PROBLEM REQUIREMENTS
Reproduce without change everything from the line containing "Each <instance> block" down to the line containing "box: [140, 191, 174, 241]", both of those lines included.

RECORD SET
══════

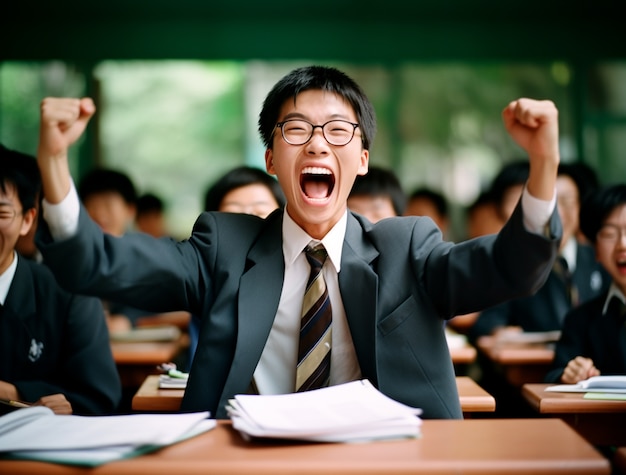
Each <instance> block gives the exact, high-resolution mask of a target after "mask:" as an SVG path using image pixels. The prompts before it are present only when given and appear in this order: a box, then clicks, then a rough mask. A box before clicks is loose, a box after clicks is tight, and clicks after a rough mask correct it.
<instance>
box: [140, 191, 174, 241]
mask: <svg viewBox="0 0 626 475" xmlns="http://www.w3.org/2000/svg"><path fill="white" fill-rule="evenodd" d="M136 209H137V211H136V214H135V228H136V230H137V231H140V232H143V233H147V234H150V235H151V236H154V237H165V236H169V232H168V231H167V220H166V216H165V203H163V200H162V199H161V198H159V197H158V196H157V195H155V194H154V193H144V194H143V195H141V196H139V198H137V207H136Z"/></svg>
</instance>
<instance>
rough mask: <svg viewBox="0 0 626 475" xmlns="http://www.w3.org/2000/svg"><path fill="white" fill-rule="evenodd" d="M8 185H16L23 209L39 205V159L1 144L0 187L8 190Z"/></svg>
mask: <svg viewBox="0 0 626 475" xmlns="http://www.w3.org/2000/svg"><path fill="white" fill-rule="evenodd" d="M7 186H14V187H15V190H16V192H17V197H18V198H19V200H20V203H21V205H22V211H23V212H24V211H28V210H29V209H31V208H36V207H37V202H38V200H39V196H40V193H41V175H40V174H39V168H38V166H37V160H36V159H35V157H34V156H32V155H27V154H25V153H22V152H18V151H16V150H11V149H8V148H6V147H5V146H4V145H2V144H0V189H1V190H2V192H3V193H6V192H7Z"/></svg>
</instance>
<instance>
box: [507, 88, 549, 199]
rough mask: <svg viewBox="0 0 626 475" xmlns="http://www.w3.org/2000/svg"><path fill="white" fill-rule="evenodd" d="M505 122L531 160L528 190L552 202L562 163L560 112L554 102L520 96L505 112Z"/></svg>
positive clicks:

══════

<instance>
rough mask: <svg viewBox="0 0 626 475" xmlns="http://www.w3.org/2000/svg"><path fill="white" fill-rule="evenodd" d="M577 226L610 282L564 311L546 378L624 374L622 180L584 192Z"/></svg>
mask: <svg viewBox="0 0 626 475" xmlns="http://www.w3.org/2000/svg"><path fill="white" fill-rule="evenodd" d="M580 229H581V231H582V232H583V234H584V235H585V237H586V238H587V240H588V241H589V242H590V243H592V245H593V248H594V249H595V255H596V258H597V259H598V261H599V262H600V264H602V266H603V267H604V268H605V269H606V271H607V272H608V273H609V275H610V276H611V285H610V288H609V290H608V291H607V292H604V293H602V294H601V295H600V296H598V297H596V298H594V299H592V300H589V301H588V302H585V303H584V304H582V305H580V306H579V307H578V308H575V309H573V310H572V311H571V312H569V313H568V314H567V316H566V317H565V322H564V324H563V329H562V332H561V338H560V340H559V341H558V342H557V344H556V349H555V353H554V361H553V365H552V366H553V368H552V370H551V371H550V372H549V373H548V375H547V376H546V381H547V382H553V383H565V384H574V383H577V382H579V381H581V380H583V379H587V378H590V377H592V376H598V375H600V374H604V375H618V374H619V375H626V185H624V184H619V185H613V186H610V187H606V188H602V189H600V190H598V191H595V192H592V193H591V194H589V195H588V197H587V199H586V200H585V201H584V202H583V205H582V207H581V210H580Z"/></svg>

══════

TASK OUTPUT
Each <instance> block gives the exact, high-resolution mask of a target after "mask:" as an SVG path using image pixels. The prompts before it are present only when given and appear in this order: a box, then clicks, then a rough mask. A box before clicks is loose, a box after clicks is tight, and clicks after a rough mask correct it.
<instance>
box: [140, 191, 174, 241]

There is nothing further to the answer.